■ **AIM**:
Report every line of the material below that contains the string "lichen", copying each such line in full. Treat uppercase and lowercase letters as different.

Collected data:
▽

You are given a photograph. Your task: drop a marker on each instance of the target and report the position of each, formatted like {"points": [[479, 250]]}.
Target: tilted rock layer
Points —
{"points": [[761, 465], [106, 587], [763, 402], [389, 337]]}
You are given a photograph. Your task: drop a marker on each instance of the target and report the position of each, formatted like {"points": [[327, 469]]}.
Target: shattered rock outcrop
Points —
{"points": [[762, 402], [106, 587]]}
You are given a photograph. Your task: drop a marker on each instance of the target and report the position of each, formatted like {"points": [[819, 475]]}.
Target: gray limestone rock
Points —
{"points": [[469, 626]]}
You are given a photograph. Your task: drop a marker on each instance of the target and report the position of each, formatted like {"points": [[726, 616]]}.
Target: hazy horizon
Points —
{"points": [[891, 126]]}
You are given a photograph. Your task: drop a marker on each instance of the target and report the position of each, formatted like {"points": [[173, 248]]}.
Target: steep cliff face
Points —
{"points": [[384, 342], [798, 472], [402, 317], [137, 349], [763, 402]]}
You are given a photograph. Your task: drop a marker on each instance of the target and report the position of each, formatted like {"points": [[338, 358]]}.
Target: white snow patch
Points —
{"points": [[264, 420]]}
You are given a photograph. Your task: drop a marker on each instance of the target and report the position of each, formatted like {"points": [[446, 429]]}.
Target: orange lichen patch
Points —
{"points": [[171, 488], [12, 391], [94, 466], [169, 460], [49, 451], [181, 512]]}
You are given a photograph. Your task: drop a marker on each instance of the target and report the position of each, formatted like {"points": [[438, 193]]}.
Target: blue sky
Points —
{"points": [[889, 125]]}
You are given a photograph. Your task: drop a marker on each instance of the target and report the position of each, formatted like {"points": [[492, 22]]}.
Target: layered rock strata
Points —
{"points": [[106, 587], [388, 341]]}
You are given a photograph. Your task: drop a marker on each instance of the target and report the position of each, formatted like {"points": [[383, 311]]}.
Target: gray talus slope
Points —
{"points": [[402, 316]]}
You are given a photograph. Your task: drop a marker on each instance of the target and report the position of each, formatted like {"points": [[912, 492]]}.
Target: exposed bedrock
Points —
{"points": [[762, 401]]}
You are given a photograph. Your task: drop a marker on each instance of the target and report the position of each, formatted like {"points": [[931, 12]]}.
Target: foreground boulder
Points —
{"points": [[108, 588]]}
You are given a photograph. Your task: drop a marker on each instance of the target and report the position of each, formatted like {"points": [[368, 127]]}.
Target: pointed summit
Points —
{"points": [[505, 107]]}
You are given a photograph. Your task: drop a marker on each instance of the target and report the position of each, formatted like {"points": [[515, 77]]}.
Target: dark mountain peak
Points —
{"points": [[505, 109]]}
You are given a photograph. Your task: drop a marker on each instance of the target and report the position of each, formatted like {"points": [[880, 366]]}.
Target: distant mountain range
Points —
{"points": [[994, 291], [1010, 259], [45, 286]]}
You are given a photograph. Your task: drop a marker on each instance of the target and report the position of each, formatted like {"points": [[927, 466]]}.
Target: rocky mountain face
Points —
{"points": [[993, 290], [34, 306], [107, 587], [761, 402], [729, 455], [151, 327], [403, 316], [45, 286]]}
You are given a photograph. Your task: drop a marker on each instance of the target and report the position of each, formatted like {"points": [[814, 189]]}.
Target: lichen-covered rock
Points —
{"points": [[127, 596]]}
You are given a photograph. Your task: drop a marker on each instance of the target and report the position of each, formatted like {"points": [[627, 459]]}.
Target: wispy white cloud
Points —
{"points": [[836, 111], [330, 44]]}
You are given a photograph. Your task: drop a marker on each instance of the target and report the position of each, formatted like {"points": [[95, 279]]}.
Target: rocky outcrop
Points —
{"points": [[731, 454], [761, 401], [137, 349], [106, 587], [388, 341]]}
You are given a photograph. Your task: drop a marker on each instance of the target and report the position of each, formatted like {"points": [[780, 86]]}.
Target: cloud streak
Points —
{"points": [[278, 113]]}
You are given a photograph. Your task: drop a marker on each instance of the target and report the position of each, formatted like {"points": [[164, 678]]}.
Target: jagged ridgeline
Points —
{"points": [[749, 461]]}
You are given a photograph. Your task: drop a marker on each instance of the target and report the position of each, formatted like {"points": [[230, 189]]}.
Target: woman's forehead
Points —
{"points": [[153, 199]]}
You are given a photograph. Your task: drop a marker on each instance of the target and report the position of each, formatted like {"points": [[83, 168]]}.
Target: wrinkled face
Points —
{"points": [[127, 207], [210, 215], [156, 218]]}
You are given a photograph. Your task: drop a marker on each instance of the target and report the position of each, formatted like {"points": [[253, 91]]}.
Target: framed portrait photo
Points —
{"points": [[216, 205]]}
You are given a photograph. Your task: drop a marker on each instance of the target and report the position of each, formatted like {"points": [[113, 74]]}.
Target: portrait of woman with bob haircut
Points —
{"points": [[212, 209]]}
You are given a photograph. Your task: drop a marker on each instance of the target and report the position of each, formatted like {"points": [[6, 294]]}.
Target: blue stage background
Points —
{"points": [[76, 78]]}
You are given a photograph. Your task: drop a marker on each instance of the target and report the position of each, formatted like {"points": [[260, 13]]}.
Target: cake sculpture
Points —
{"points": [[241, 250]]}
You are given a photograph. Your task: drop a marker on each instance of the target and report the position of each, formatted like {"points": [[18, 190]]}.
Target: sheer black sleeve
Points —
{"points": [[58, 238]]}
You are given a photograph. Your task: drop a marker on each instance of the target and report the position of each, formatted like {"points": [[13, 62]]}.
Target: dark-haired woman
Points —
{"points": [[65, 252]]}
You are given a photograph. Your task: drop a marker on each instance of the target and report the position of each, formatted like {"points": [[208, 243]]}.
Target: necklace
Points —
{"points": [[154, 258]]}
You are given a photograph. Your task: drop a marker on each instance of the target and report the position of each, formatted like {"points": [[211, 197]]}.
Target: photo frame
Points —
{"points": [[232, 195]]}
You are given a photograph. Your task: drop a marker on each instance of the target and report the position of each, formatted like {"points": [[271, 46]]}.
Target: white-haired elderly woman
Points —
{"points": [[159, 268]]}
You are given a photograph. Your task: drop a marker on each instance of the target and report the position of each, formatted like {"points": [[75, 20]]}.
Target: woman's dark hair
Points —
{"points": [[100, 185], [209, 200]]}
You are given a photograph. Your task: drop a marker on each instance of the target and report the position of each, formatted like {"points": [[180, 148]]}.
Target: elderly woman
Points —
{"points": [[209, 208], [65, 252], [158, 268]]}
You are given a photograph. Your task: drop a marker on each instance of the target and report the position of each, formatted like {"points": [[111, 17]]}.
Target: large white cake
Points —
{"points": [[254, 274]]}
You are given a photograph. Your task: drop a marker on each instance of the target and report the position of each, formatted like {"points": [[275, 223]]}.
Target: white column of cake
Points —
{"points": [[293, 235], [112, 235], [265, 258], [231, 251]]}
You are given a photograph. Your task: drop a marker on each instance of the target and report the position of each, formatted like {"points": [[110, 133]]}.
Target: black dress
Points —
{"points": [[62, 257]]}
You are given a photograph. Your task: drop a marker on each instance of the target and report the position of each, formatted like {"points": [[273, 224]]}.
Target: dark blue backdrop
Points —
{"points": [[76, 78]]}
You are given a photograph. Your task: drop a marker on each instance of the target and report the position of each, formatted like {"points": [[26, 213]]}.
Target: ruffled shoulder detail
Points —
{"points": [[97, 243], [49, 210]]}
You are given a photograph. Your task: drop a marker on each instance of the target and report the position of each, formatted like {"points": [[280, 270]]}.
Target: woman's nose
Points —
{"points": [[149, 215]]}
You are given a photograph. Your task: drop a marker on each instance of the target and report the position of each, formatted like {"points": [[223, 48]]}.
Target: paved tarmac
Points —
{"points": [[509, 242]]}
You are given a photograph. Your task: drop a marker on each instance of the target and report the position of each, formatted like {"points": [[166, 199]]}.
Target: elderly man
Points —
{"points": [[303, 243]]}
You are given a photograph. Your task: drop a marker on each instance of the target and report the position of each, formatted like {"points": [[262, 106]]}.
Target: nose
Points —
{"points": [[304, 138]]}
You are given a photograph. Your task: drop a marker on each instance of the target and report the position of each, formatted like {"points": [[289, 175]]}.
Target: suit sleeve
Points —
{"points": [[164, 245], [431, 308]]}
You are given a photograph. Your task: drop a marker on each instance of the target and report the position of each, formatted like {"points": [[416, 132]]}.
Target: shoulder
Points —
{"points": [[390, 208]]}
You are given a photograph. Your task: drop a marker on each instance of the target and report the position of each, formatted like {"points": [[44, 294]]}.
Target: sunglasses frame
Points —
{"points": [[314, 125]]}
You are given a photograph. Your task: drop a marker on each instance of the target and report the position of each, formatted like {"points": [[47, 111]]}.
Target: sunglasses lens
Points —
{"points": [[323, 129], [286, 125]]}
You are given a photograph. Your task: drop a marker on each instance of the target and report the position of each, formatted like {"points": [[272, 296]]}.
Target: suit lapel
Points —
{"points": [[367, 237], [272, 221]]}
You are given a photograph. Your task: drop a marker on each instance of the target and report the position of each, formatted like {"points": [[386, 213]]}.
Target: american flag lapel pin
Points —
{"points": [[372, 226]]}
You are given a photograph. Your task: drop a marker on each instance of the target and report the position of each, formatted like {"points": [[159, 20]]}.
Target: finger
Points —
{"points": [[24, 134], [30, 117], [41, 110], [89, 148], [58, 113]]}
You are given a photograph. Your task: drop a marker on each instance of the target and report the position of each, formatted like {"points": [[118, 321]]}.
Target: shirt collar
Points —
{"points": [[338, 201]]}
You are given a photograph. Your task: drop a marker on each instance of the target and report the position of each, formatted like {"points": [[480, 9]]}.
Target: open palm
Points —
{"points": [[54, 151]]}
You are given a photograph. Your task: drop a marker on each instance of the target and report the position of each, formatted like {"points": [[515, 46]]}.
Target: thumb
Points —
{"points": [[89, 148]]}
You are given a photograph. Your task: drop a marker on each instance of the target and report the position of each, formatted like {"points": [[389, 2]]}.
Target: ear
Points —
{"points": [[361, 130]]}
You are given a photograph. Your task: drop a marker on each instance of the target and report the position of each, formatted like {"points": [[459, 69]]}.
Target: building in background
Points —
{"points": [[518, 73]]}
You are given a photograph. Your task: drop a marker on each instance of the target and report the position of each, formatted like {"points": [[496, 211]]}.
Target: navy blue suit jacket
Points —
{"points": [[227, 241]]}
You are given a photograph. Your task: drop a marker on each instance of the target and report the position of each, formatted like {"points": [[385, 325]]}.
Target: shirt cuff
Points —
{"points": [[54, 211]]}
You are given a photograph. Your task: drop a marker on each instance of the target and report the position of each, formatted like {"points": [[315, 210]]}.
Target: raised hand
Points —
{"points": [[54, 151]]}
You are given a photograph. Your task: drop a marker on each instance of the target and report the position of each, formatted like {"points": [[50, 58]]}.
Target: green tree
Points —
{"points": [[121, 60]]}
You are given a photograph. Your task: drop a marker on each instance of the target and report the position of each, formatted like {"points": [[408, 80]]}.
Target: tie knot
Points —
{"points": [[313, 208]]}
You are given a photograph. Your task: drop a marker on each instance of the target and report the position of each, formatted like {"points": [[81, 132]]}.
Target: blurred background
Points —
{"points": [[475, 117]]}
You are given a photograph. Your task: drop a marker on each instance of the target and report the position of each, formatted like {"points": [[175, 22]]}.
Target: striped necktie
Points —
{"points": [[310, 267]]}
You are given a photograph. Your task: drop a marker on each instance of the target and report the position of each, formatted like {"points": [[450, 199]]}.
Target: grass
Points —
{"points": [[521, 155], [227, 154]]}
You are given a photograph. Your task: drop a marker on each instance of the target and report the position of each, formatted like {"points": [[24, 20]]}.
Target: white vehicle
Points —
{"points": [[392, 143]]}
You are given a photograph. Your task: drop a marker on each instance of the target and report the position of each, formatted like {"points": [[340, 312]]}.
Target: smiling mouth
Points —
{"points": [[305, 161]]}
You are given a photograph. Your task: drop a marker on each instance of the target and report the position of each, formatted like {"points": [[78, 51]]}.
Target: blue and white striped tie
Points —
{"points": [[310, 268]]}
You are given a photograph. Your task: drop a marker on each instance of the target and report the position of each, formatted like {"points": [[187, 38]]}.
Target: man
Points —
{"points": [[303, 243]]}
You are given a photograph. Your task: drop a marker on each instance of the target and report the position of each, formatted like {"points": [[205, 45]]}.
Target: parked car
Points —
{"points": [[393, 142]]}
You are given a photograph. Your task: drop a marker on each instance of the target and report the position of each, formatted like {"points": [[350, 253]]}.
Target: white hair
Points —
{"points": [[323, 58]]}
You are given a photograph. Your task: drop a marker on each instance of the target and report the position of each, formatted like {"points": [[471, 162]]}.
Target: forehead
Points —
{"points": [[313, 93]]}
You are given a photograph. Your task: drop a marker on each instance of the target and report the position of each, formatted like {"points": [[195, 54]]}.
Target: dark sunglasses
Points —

△

■ **TASK SOLUTION**:
Target: orange lichen patch
Target: lichen-covered rock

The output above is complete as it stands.